"""littext_hierarchy: detect IS-A subsumption among canonical constructs.

Synonym clustering (in littext_cluster) operates over symmetric similarity
and folds near-synonyms into a single canonical_form. 
This module assigns hierarchy information to each canonical form as a
second pass over the clustering output.
"""

from __future__ import annotations

import re
from typing import Dict, List, Optional, Tuple

import pandas as pd

_HYPHEN_PREFIX_RE = re.compile(
    r"^[a-z][a-z\-]*-(based|driven|led|oriented)\s+(.+)$",
    flags=re.IGNORECASE,
)


def _normalise(s: str) -> str:
    """Lowercase and collapse internal whitespace, preserving hyphens."""
    if s is None:
        return ""
    return re.sub(r"\s+", " ", str(s).strip().lower())


def _token_aligned_right_substring(parent: str, child: str) -> bool:
    """True iff parent is a right-anchored, token-aligned substring of child.

    Token alignment: parent must begin at a word boundary in child, and
    must end at the end of child. 'brand equity' is a token-aligned
    right substring of 'consumer-based brand equity'; 'equity' is also a
    token-aligned right substring, so the caller's longest-match logic
    will prefer the longer parent.
    """
    if not parent or not child or parent == child:
        return False
    if len(parent) >= len(child):
        return False
    if not child.endswith(parent):
        return False
    # Character immediately before the match must be whitespace (a token
    # boundary). Hyphens count as part of the preceding token, not as a
    # boundary: 'equity' is NOT a token-aligned right substring of
    # 'employee-equity' because there is no whitespace immediately
    # before 'equity'. This is intentional: hyphenated compounds are
    # single lexical units in marketing/management prose.
    boundary_char = child[len(child) - len(parent) - 1]
    return boundary_char == " "


def _detect_hyphen_prefix_parent(child: str) -> Optional[str]:
    """If child matches the hyphenated-prefix pattern, return the
    candidate parent (the substring after the prefix). Otherwise None.
    """
    m = _HYPHEN_PREFIX_RE.match(child)
    if not m:
        return None
    return m.group(2).strip()


def _build_parent_map(
    canonicals: List[str],
    doc_freq: Dict[str, int],
) -> Dict[str, str]:
    """Return a mapping child_canonical -> parent_canonical, empty when
    no parent is admitted. Both keys and values are lowercase-normalized
    canonical forms.
    """
    canon_set = set(canonicals)
    
    sorted_by_len = sorted(canonicals, key=lambda s: -len(s))

    parent_map: Dict[str, str] = {}
    for child in canonicals:
        # Rule 2 first
        hyphen_candidate = _detect_hyphen_prefix_parent(child)

* Supplied data:
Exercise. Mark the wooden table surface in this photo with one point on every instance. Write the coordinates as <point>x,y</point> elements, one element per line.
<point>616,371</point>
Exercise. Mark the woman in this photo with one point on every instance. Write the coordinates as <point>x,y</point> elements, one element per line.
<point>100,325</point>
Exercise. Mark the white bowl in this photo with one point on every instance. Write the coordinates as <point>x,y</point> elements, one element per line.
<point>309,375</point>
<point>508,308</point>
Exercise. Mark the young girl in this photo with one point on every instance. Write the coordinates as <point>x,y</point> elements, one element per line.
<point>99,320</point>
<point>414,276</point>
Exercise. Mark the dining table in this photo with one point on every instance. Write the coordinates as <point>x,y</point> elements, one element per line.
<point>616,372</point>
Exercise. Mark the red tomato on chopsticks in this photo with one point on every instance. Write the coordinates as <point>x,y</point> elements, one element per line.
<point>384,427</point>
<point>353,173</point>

--

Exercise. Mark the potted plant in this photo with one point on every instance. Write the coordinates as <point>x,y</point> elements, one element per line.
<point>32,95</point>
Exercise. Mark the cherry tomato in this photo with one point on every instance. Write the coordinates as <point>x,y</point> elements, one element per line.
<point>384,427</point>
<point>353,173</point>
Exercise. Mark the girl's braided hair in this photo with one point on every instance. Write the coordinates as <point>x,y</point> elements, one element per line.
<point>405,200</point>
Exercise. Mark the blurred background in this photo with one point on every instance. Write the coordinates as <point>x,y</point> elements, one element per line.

--

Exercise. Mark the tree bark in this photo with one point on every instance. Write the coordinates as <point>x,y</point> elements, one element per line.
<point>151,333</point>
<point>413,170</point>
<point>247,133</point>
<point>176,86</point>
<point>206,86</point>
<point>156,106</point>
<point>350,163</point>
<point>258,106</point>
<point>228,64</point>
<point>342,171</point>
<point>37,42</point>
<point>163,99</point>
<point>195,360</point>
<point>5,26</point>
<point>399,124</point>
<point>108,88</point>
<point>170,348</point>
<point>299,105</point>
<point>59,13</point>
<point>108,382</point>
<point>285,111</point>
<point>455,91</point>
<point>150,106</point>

* Given request 1: In the littext_hierarchy module above, which four words can follow the hyphen in the prefix pattern that `_HYPHEN_PREFIX_RE` matches?
* Given request 2: Please pick up the littext_hierarchy module code after its last line and write the rest of it.

* Final result 1: based, driven, led, and oriented

* Final result 2:
        if hyphen_candidate is not None and hyphen_candidate in canon_set:
            parent_map[child] = hyphen_candidate
            continue
        # Rule 1: longest right-substring match
        for parent in sorted_by_len:
            if parent == child:
                continue
            if not _token_aligned_right_substring(parent, child):
                continue
            # freq_doc prior
            if doc_freq.get(parent, 0) < doc_freq.get(child, 0):
                continue
            parent_map[child] = parent
            break
    return parent_map


def _walk_depth(child: str, parent_map: Dict[str, str], max_depth: int = 16) -> int:
    """Compute hierarchy depth by walking parent chain. Bounded to
    max_depth to defend against the (impossible-by-construction but
    cheap-to-guard) case of a cycle."""
    depth = 0
    cur = child
    seen = {cur}
    for _ in range(max_depth):
        parent = parent_map.get(cur, "")
        if not parent:
            return depth
        depth += 1
        cur = parent
        if cur in seen:
            # Cycle (should be impossible because every parent is shorter
            # than its child); treat as root to avoid infinite loop.
            return depth - 1
        seen.add(cur)
    return depth


def assign_hierarchy(constructs_df: pd.DataFrame) -> pd.DataFrame:
    """Add parent_canonical, hierarchy_depth, is_root columns to
    constructs_df. Returns a new DataFrame (does not mutate input).

    The input is expected to have the columns produced by
    cluster_constructs: surface_form, canonical_form, cluster_id,
    freq_doc, freq_total, construct_id.
    """
    if constructs_df is None or len(constructs_df) == 0:
        out = constructs_df.copy() if constructs_df is not None else pd.DataFrame()
        out["parent_canonical"] = pd.Series(dtype="object")
        out["hierarchy_depth"] = pd.Series(dtype="int64")
        out["is_root"] = pd.Series(dtype="int64")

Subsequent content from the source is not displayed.